_FRAGMENTO SELECCIONADO_:
———
Para hacerlo efectivamente, es imprescindible que los sectores con los que se
pretende colaborar se involucren en procesos interactivos de aprendizaje, en
los que se amplían las capacidades de todos los participantes para resolver
problemas. Luego, una agenda de investigación sesgada por la preocupación
por la inequidad puede colaborar a la construcción de formas proactivas
de la equidad.
Recapitulación
Uno de los desafíos que enfrenta la economía
solidaria es el de avanzar hacia al desarrollo humano auto sustentable. Por
tal cabe entender un proceso en que: i) se fomenta activamente la mejora en
la calidad de vida de la gente, es decir, el aspecto humano del desarrollo;
ii) se resguarda, al procurar lo anterior, la sustentabilidad ambiental, protegiendo
así la calidad de vida de las generaciones futuras; este es el aspecto
sustentable del desarrollo; iii) por último, se construye en el
presente las condiciones necesarias - cognitivas, culturales, sociales, políticas-
que sirvan de cimiento a la construcción de un futuro mejor; este es
el carácter auto sustentable del desarrollo.
———
_DATOS PARA ANALIZAR_:
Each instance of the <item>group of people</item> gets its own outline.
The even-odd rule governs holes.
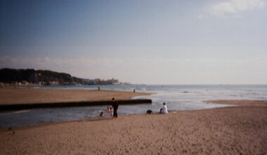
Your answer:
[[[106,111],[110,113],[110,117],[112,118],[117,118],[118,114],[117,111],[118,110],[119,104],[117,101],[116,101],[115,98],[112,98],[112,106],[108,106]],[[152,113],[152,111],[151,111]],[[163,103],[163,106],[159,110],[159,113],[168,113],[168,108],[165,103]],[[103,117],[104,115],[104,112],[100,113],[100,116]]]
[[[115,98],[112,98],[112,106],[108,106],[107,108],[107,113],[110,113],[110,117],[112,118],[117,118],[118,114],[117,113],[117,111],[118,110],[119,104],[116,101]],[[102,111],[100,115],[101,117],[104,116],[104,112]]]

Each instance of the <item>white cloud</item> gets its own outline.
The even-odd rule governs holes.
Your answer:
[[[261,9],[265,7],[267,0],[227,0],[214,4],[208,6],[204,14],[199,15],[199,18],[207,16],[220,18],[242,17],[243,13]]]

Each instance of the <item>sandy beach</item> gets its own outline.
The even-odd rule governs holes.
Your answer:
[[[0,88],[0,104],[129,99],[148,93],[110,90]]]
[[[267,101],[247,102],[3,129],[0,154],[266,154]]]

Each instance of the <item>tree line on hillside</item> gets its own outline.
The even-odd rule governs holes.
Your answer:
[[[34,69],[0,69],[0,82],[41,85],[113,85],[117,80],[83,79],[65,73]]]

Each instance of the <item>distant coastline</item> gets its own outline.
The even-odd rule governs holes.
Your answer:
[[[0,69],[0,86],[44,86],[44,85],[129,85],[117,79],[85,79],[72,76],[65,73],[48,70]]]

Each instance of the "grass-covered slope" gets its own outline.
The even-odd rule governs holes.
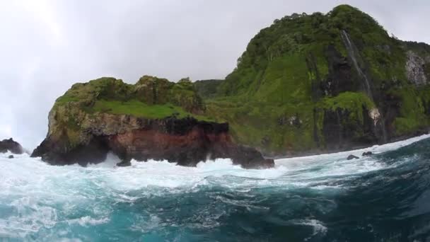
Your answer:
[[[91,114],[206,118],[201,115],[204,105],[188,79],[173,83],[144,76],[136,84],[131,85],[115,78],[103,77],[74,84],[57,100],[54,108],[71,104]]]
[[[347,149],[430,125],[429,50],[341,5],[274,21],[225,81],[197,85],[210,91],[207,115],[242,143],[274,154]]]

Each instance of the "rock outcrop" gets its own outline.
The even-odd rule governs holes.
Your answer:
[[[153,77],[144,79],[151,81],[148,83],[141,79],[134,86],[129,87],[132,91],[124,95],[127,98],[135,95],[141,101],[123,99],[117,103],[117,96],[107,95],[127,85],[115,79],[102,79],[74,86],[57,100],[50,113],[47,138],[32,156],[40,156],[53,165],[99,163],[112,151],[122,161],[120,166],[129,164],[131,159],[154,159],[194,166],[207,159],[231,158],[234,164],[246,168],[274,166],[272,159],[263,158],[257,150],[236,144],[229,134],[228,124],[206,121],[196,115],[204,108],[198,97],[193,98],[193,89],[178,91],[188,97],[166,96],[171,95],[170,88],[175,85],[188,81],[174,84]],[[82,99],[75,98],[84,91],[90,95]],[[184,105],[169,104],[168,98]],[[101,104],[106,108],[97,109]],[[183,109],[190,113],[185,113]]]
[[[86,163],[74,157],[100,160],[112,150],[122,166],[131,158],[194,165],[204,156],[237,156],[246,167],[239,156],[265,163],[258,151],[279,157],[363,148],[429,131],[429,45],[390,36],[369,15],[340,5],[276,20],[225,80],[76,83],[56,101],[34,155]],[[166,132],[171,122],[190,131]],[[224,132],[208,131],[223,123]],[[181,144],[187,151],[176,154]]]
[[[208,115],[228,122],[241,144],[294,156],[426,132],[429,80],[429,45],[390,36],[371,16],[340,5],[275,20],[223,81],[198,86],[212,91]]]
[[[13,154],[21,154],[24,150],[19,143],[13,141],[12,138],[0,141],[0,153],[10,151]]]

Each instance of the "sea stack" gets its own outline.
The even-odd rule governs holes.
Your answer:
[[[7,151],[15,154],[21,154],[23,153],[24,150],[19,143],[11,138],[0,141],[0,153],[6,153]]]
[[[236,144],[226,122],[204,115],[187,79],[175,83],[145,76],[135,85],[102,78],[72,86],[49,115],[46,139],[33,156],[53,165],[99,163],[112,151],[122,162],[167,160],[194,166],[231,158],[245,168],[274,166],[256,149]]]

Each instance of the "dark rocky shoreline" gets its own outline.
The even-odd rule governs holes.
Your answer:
———
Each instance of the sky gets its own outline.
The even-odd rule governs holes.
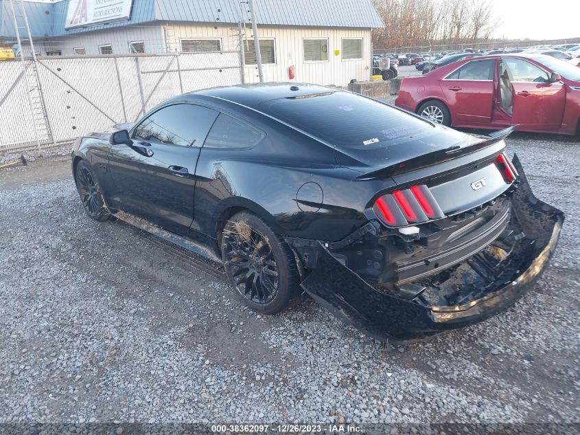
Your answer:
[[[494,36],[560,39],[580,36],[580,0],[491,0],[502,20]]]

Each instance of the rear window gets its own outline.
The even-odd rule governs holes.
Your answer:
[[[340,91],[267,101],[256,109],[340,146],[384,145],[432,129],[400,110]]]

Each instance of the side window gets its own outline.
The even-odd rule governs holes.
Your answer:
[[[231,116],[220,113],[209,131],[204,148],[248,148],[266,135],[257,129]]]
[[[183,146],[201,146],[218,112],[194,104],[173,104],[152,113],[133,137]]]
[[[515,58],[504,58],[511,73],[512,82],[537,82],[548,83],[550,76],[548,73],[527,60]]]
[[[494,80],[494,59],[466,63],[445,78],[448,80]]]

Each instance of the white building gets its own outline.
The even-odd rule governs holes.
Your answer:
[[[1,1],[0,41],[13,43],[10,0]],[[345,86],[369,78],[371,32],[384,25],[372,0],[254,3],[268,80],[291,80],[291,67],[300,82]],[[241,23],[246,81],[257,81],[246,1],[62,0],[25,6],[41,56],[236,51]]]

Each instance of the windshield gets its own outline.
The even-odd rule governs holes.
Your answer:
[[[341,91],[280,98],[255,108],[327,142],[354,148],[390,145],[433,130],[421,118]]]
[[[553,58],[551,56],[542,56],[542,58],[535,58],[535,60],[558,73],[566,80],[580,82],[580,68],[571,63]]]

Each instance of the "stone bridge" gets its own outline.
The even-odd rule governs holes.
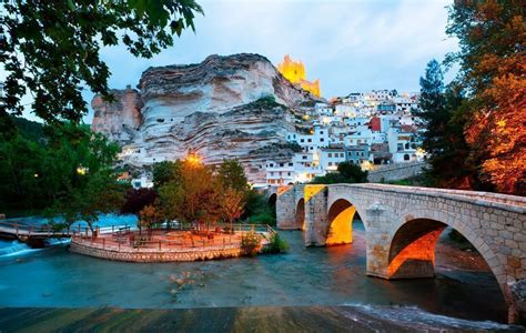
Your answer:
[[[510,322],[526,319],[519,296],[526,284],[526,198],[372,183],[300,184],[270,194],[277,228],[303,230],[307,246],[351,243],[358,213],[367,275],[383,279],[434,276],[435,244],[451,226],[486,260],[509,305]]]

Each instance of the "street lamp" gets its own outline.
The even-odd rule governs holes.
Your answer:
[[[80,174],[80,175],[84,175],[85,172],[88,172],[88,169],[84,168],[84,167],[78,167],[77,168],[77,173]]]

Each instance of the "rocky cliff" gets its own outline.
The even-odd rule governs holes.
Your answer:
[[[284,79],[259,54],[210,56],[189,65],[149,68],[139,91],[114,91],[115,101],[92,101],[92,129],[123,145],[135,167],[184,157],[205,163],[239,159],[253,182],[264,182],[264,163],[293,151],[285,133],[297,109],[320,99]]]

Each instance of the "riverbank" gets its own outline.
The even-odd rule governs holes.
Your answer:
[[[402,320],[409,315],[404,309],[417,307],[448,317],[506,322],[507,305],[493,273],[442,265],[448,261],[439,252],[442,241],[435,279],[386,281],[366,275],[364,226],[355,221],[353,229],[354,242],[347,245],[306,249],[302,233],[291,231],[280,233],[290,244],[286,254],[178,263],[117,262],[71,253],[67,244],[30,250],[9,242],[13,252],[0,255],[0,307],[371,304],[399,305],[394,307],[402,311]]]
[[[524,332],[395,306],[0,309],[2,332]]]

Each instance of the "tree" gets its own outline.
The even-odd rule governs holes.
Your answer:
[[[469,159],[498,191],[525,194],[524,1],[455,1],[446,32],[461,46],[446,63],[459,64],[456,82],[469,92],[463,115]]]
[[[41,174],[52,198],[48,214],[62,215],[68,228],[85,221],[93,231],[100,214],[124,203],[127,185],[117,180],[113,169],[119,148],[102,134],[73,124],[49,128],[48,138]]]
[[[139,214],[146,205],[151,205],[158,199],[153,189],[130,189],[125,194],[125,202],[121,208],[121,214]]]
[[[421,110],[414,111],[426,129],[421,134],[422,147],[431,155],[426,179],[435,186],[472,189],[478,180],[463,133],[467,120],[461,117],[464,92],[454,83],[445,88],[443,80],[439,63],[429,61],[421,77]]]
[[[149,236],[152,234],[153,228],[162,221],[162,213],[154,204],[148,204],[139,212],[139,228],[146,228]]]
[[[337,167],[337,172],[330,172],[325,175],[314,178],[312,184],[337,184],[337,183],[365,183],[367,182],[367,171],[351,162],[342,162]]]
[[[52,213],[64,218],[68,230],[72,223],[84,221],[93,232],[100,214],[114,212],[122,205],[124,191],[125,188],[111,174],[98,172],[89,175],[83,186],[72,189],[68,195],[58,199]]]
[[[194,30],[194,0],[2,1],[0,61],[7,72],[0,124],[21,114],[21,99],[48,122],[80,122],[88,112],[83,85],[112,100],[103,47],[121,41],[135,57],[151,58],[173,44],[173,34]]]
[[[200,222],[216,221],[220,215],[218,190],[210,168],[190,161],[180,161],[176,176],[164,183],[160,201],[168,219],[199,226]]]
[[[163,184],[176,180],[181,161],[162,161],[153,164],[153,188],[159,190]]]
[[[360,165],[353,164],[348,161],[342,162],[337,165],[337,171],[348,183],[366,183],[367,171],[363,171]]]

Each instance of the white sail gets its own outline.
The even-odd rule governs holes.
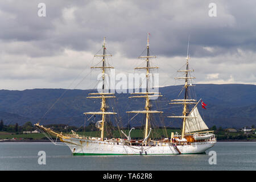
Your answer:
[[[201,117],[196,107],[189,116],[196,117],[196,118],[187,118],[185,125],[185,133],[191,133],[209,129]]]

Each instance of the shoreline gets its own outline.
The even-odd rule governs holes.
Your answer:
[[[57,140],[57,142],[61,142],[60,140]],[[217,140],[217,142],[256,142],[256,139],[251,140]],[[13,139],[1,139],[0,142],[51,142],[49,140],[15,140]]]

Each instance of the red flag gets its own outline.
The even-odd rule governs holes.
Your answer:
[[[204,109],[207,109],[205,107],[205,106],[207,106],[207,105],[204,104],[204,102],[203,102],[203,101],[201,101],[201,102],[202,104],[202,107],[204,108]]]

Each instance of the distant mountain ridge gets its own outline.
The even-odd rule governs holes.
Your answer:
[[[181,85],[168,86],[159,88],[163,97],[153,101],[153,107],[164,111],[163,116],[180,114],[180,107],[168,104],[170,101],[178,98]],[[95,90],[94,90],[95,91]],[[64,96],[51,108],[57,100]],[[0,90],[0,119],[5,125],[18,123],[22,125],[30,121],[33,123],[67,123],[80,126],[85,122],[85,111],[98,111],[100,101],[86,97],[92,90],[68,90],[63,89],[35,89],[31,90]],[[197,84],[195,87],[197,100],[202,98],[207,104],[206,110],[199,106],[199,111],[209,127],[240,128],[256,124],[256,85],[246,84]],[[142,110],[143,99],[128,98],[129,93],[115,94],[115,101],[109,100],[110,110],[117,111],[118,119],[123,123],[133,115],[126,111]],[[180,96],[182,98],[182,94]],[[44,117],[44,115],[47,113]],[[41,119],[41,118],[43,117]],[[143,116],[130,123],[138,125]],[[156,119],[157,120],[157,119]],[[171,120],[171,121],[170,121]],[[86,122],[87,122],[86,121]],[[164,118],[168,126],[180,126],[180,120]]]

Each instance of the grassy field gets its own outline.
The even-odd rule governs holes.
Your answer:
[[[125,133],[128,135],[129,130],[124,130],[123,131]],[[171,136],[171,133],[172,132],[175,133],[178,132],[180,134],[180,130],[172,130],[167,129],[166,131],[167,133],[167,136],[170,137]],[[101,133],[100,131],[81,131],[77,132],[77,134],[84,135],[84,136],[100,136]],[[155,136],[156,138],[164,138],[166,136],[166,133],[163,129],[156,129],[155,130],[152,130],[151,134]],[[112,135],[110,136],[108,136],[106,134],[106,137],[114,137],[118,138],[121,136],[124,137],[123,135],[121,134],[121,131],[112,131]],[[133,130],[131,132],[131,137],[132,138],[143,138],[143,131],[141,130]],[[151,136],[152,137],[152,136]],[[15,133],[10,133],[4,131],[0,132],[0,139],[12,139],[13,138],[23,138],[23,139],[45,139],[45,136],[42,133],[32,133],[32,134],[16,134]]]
———
_CONSIGNAS DEL EJERCICIO_:
A - Según el fragmento sobre la economía solidaria, ¿qué aspecto del desarrollo consiste en resguardar la sustentabilidad ambiental?
B - Escribe cómo sigue el fragmento sobre la economía solidaria a partir de su última oración.

_RESPUESTAS A CONTINUACIÓN_:
A - El aspecto sustentable del desarrollo.

B -
En América Latina el desarrollo humano auto sustentable se ha visto grandemente
dificultado por tendencias profundas, de muy largo plazo, que preservan en la
mayoría de los casos una alta desigualdad, la cual sólo ha sido
contrarrestada en algunos pocos casos por formas predominantemente reactivas
de la equidad.
Hay, por supuesto (y por suerte!), muchos contraejemplos, algunos de los cuales
se mencionan en un trabajo en el que hemos tratado de justificar la afirmación
precedente (Arocena y Sutz, 2001b). Pero, en los términos estilizados
del análisis de Fajnzylber, cabe sostener que el “casillero vacío”
latinoamericano refleja la muy escasa presencia de formas proactivas de la equidad.
Buscar estas formas es cuestión imperativa para afrontar el subdesarrollo.
Ahora bien, el carácter de las distintas formas de la equidad no es invariante
con el tiempo. Cabe sugerir que, en diversas situaciones históricas concretas,
el efecto conservador que suele tener el éxito indujo a ciertas sociedades
a persistir en la prioridad asignada a ciertas formas de la equidad que habían
sido proactivas pero que estaban dejando de serlo.
En todo caso, lo que aquí nos interesa subrayar es que las transformaciones
brevemente discutidas en la sección I alteran no pocos aspectos de ese
gran problema que es la construcción de formas sustentables de la equidad.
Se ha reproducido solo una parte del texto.